++++ SUPPLIED INFORMATION
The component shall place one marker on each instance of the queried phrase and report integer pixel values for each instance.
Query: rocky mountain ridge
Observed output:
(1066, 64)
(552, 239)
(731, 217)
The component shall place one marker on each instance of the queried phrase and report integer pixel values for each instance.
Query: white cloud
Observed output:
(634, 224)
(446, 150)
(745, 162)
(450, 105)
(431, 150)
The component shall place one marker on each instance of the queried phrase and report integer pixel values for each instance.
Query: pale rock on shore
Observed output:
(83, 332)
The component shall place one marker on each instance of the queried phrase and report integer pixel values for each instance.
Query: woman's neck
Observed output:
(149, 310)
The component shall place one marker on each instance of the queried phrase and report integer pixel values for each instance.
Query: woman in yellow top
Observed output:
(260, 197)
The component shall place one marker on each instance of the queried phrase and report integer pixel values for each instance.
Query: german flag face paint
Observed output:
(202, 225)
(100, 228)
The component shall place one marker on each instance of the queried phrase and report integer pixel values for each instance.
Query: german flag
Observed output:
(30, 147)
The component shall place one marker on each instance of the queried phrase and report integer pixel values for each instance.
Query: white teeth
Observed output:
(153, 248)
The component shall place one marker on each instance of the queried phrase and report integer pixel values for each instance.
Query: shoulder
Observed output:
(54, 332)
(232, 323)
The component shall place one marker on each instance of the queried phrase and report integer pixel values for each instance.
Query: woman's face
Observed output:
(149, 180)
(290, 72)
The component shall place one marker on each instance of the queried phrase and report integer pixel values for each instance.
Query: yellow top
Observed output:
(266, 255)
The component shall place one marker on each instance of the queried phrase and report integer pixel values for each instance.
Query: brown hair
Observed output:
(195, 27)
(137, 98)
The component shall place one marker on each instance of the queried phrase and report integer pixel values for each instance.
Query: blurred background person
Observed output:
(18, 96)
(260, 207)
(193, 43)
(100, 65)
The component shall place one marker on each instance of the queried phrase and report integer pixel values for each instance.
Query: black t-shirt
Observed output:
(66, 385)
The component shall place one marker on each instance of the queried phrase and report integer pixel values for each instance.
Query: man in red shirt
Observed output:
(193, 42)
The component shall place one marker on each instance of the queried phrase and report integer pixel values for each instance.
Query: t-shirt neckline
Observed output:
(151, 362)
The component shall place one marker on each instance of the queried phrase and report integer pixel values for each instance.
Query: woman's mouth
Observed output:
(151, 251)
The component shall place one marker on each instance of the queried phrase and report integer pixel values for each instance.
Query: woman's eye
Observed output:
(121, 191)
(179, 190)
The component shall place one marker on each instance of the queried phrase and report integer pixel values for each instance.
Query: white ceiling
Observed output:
++++++++
▸ **PROBLEM TO WORK ON**: Set every line of the listing down word for word.

▸ **WRITTEN ANSWER**:
The component shall place one marker on each instance of the queried phrase and report integer pixel values for each instance.
Query: rocky mountain ridge
Observed output:
(1066, 64)
(552, 239)
(731, 217)
The component shall place one marker on each instance of the queried phrase and report integer pixel values for each instance.
Query: white cloud
Observed output:
(634, 224)
(446, 150)
(745, 162)
(450, 105)
(431, 150)
The component shall place one marker on each instance of the queried phrase and report integer pixel values for each instance.
Query: pale rock on shore
Observed output:
(83, 332)
The component shall place one marker on each instance of the queried phrase and report integer pixel values for each instance.
Query: woman's neck
Observed output:
(149, 310)
The component shall place one marker on each instance of the queried phrase and report integer pixel values for each instance.
Query: woman in yellow top
Observed output:
(260, 197)
The component shall place one marker on each instance of the queried phrase and report integer pixel values for each instance.
Query: german flag face paint
Observed output:
(202, 225)
(100, 228)
The component shall place one marker on each instance of the queried phrase and report integer pixel values for each instance.
Query: german flag
Observed output:
(30, 147)
The component shall place one marker on each instance of the queried phrase and report integer pixel values for each instance.
Query: white teeth
Observed output:
(153, 248)
The component shall place one marker on each instance of the queried phrase and report integer pixel values for each instance.
Query: shoulder
Observed output:
(54, 332)
(232, 323)
The component shall place one marker on each instance of the queried phrase and report integer pixel values for each instance.
Query: woman's face
Observed output:
(149, 180)
(290, 72)
The component shall place one marker on each instance of the queried phrase and report integer pixel values for each instance.
Query: yellow top
Observed output:
(266, 255)
The component shall place one marker on each instance of the queried phrase and report integer pixel values for each instance.
Query: brown hair
Observed output:
(195, 27)
(137, 98)
The component shall place one marker on each instance of the queried phrase and report integer pixel values for each instance.
Query: blurred background person
Observed output:
(18, 96)
(260, 207)
(193, 43)
(100, 65)
The component shall place one marker on each instance of the queried phrase and report integer pixel values for each instance.
Query: black t-shirt
Observed output:
(66, 385)
The component shall place one marker on each instance of the queried phrase and report integer pixel values for each instance.
Query: man in red shirt
Observed output:
(193, 42)
The component shall place one marker on each instance of the queried phrase and report integer pixel values for each instance.
Query: t-shirt neckline
Observed output:
(151, 362)
The component shall place one marker on each instance of the queried phrase and report integer pixel values for each instance.
Query: woman's mouth
Observed output:
(151, 251)
The component shall place one marker on each instance of the queried phrase and report integer pixel values for each instance.
Query: woman's eye
Observed output:
(121, 191)
(179, 190)
The component shall place one marker on each instance of the queried phrase and report integer pixel values for each instance.
Query: white ceiling
Observed output:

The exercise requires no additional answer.